▸ **GIVEN DATA**
---*---
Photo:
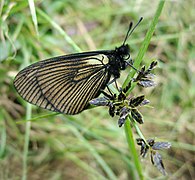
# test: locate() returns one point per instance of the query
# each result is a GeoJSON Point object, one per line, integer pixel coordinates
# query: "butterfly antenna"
{"type": "Point", "coordinates": [130, 30]}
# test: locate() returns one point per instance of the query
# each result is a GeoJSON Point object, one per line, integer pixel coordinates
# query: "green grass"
{"type": "Point", "coordinates": [91, 145]}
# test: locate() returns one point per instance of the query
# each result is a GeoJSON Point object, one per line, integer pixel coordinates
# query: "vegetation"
{"type": "Point", "coordinates": [38, 144]}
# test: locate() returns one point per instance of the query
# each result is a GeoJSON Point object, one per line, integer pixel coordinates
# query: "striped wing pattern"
{"type": "Point", "coordinates": [61, 84]}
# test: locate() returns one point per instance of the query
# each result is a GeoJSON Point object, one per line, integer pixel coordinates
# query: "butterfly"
{"type": "Point", "coordinates": [67, 83]}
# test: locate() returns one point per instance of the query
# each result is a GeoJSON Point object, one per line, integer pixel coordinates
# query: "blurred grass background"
{"type": "Point", "coordinates": [90, 145]}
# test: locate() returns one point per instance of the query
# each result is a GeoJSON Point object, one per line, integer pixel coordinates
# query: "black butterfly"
{"type": "Point", "coordinates": [67, 83]}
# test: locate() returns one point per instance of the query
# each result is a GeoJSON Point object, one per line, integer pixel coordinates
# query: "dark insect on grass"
{"type": "Point", "coordinates": [153, 147]}
{"type": "Point", "coordinates": [67, 83]}
{"type": "Point", "coordinates": [122, 106]}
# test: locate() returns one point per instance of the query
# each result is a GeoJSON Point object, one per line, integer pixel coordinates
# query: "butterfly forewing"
{"type": "Point", "coordinates": [64, 84]}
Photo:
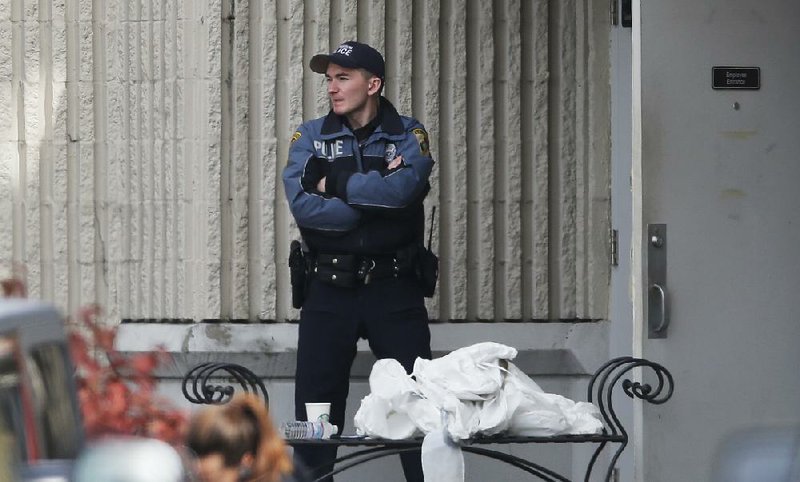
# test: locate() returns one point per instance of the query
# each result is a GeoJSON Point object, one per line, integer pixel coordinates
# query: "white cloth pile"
{"type": "Point", "coordinates": [472, 390]}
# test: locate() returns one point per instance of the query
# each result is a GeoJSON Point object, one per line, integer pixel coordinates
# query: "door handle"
{"type": "Point", "coordinates": [661, 320]}
{"type": "Point", "coordinates": [657, 300]}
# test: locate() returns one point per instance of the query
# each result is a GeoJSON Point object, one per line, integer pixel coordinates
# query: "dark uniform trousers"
{"type": "Point", "coordinates": [390, 313]}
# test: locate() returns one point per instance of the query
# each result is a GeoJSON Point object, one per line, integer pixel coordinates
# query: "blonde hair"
{"type": "Point", "coordinates": [237, 428]}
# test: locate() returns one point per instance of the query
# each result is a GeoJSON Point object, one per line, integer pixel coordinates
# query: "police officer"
{"type": "Point", "coordinates": [355, 183]}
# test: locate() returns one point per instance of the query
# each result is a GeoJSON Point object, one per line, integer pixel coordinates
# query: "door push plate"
{"type": "Point", "coordinates": [657, 299]}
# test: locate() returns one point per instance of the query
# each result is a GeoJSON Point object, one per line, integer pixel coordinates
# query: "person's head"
{"type": "Point", "coordinates": [237, 441]}
{"type": "Point", "coordinates": [355, 74]}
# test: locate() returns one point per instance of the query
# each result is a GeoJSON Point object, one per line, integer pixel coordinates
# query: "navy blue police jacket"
{"type": "Point", "coordinates": [367, 209]}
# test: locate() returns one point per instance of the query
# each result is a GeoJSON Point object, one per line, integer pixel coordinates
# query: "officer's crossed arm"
{"type": "Point", "coordinates": [309, 206]}
{"type": "Point", "coordinates": [401, 184]}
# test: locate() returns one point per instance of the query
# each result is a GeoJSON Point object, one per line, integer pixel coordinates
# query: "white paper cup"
{"type": "Point", "coordinates": [318, 411]}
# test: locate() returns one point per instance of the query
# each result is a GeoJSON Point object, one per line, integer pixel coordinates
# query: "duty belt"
{"type": "Point", "coordinates": [348, 270]}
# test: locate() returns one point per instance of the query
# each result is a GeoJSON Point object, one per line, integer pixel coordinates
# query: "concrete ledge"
{"type": "Point", "coordinates": [557, 349]}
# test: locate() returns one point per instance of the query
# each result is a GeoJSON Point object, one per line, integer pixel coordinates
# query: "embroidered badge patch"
{"type": "Point", "coordinates": [390, 153]}
{"type": "Point", "coordinates": [422, 138]}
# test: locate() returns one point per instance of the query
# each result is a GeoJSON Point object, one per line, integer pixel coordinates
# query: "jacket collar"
{"type": "Point", "coordinates": [391, 124]}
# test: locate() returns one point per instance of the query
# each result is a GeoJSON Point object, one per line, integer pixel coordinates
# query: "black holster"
{"type": "Point", "coordinates": [298, 271]}
{"type": "Point", "coordinates": [424, 264]}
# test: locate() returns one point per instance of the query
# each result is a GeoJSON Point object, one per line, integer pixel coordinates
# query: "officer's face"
{"type": "Point", "coordinates": [349, 89]}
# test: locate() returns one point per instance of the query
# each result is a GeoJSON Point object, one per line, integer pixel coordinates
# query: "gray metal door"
{"type": "Point", "coordinates": [720, 169]}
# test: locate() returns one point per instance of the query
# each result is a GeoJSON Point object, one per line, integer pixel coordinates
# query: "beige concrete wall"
{"type": "Point", "coordinates": [141, 143]}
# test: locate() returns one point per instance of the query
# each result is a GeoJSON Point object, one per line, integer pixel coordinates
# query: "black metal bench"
{"type": "Point", "coordinates": [600, 392]}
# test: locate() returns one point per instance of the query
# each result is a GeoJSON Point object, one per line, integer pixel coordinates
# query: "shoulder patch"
{"type": "Point", "coordinates": [422, 138]}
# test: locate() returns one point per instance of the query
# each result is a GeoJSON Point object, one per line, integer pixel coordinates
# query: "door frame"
{"type": "Point", "coordinates": [625, 308]}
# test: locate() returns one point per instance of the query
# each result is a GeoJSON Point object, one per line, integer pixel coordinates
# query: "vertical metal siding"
{"type": "Point", "coordinates": [142, 143]}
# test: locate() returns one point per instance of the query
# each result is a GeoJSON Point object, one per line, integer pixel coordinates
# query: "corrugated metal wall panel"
{"type": "Point", "coordinates": [143, 141]}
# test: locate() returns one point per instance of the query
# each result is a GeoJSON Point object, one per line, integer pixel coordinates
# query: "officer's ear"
{"type": "Point", "coordinates": [375, 85]}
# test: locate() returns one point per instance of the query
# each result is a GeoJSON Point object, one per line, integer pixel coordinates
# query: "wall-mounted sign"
{"type": "Point", "coordinates": [736, 78]}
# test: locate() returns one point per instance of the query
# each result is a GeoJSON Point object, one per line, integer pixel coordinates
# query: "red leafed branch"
{"type": "Point", "coordinates": [116, 393]}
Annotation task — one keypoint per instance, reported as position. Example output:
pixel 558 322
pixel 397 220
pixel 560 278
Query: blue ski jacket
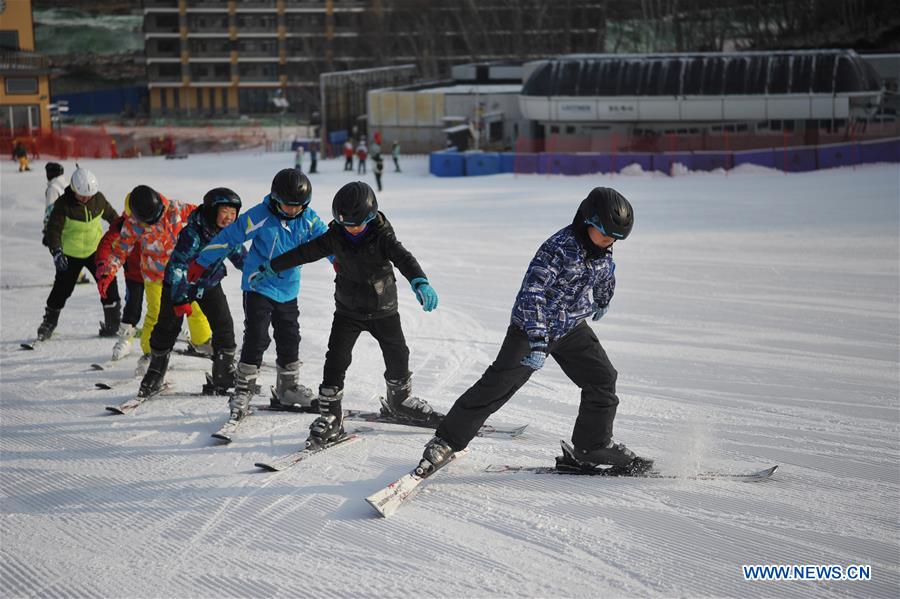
---*---
▸ **WORK REQUIRED**
Please transcribe every entry above exactly, leaving out any pictures.

▸ **ANSWER TO THIS TASK**
Photo:
# test: locate() returns one point per instance of the query
# each result is a GeoJSON Point object, one per line, integer pixel coordinates
# query: "butterfly antenna"
{"type": "Point", "coordinates": [130, 30]}
# test: locate() returns one point per instance of the query
# each result is a GeoJSON Point object, one per line, integer pixel coordinates
# query: "green grass"
{"type": "Point", "coordinates": [91, 145]}
# test: locate() returns one point per instance of the query
# each result is a GeoJSON Point object, one per line, integer pixel coordinates
# query: "vegetation"
{"type": "Point", "coordinates": [38, 144]}
# test: locate() returns one point per instance of the query
# each result is a GeoJSON Point object, one per line, integer pixel coordinates
# query: "striped wing pattern"
{"type": "Point", "coordinates": [61, 84]}
# test: locate() returns one point per instance of the query
# each result is a GeoJSON Point object, one per line, integer pixel coordinates
# query: "butterfly"
{"type": "Point", "coordinates": [67, 83]}
# test: locate() returns one point per instance of the query
# each result is a GeoJSON Point object, one per line, integer pixel coordinates
# query: "blurred grass background"
{"type": "Point", "coordinates": [90, 145]}
# test: locate() returns one point per instance of the query
# each result is a GeoJSON Point object, one per line, integer pixel coordinates
# query: "black butterfly"
{"type": "Point", "coordinates": [67, 83]}
# test: locate() returns one point per instance of the query
# each result is a GeoJSON Point object, one per line, integer pixel coordinates
# query: "dark insect on grass"
{"type": "Point", "coordinates": [153, 147]}
{"type": "Point", "coordinates": [67, 83]}
{"type": "Point", "coordinates": [122, 106]}
# test: locate() returns one point per instance of the query
# each result is a GeoJSON Point object, one per line, integer pixel coordinates
# query: "butterfly forewing"
{"type": "Point", "coordinates": [64, 84]}
Photo:
# test: locate() returns one point per instance of the query
# each result is a GeoJSON Point object, one per line, integer pixel coordinates
# query: "white cloth pile"
{"type": "Point", "coordinates": [472, 390]}
# test: locate() returns one point per instance of the query
# each result is a GeoJSON Point object, one per line, integer pixel coordinates
# query: "door handle"
{"type": "Point", "coordinates": [661, 320]}
{"type": "Point", "coordinates": [657, 300]}
# test: locate() returns one point per instance of the query
# each result is a GeoJSON Point object, one per line, integer pixel coordinates
# query: "dark uniform trousers"
{"type": "Point", "coordinates": [390, 313]}
# test: locate() returns one point per instance of the query
# each result is a GeoJSON Point object, one per line, integer pixel coordinates
# query: "blonde hair"
{"type": "Point", "coordinates": [237, 428]}
# test: locate() returns one point per instance of the query
# each result is a GeoJSON Point object, one per line, integer pixel coordinates
# query: "police officer"
{"type": "Point", "coordinates": [355, 183]}
# test: locate() returns one point per instance of the query
# each result is a GeoJSON Point object, one per line, integer pixel coordinates
# query: "door push plate"
{"type": "Point", "coordinates": [657, 299]}
# test: locate() returns one point per instance of the query
# each result is a GeoJSON Point object, one per line, integer pixel coordinates
# query: "person's head"
{"type": "Point", "coordinates": [237, 441]}
{"type": "Point", "coordinates": [355, 74]}
# test: locate() returns one point per instance of the query
# each result is a GeoJSON Point object, one per line, integer pixel coordinates
# query: "navy blue police jacket"
{"type": "Point", "coordinates": [367, 209]}
# test: locate() returns one point per instance of the query
# each result is a GeoJSON Point object, one per line, integer pixel coordinates
# query: "officer's crossed arm"
{"type": "Point", "coordinates": [309, 206]}
{"type": "Point", "coordinates": [401, 184]}
# test: locate() returns one point per instance of the query
# each result is a GeoJSON Point object, one per line, integer pixel coordinates
# query: "white paper cup"
{"type": "Point", "coordinates": [318, 411]}
# test: locate() returns one point per instance of the query
# each result is a GeoJSON Point object, one per line, integer pixel coordinates
# query: "duty belt"
{"type": "Point", "coordinates": [348, 270]}
# test: locate() returns one point per instance of the query
# each result is a GeoJSON Point object, one per line, integer pixel coordinates
# query: "concrete ledge"
{"type": "Point", "coordinates": [557, 349]}
# test: locate() returns one point per instance of the query
# each result is a GeoJSON Point object, one per line, integer pixel coordinates
# query: "embroidered badge patch"
{"type": "Point", "coordinates": [390, 153]}
{"type": "Point", "coordinates": [422, 138]}
# test: locate() returns one point per instance of the query
# each result is a GeoJSON Point object, one per line, integer pixel coordinates
# query: "jacket collar"
{"type": "Point", "coordinates": [391, 124]}
# test: locate() returns one point per instance of the query
# each result is a GeoJSON Point object, one per line, integer pixel coordinates
# query: "black holster"
{"type": "Point", "coordinates": [298, 271]}
{"type": "Point", "coordinates": [424, 264]}
# test: locate() returns one point per instance of the query
# each result is a GeoJSON Point object, one per line, integer pixel coordinates
# query: "officer's face"
{"type": "Point", "coordinates": [349, 89]}
# test: locate() returns one point per instance of the query
# each result is a GeoJSON Point object, one per line, integer pixel coordinates
# query: "gray metal door"
{"type": "Point", "coordinates": [720, 169]}
# test: locate() returns one point per instance of the query
# each result is a GeoJSON Point object, one per line, integer pixel coordinates
# query: "beige concrete wall"
{"type": "Point", "coordinates": [141, 143]}
# test: locate() returns one point per instance of the query
# each result is a GeoJSON Point object, one per line, integer pixel coordinates
# query: "black metal bench"
{"type": "Point", "coordinates": [600, 392]}
# test: locate() returns one point per instance of the query
# each result is a GeoJSON Point object, one per line, integer pixel coordinates
# query: "shoulder patch"
{"type": "Point", "coordinates": [422, 138]}
# test: locate() returns one point per instance of the query
# each result is a GeoJSON Point object, one per line, integer pixel coordinates
# query: "door frame"
{"type": "Point", "coordinates": [625, 308]}
# test: locate() returns one point per instance of the query
# each result is a GeoJSON Point object, one per line, integer pixel coordinates
# query: "vertical metal siding"
{"type": "Point", "coordinates": [142, 143]}
# test: locate() returns one point per instance of the query
# each result is a GeoJSON Point object, one per line, integer pixel coordinates
# query: "corrugated metal wall panel"
{"type": "Point", "coordinates": [143, 141]}
# test: locate() returns one point per instance of the query
# each result is a GeoJSON Point object, one per line, integer pixel coordinates
# query: "officer's ear"
{"type": "Point", "coordinates": [375, 85]}
# test: locate() returns one point per instance of the query
# each result is a GeoJSON Point object, one per line, integer pixel coordinates
# query: "wall-mounted sign"
{"type": "Point", "coordinates": [736, 78]}
# test: locate() returns one point per instance of the query
# each result is a GeoJSON Point object, one per line, integer pixel coordinates
# query: "red leafed branch"
{"type": "Point", "coordinates": [116, 393]}
Annotation task — one keypoint per instance, reported as position. Example output:
pixel 558 322
pixel 397 220
pixel 560 278
Query: blue ski jacket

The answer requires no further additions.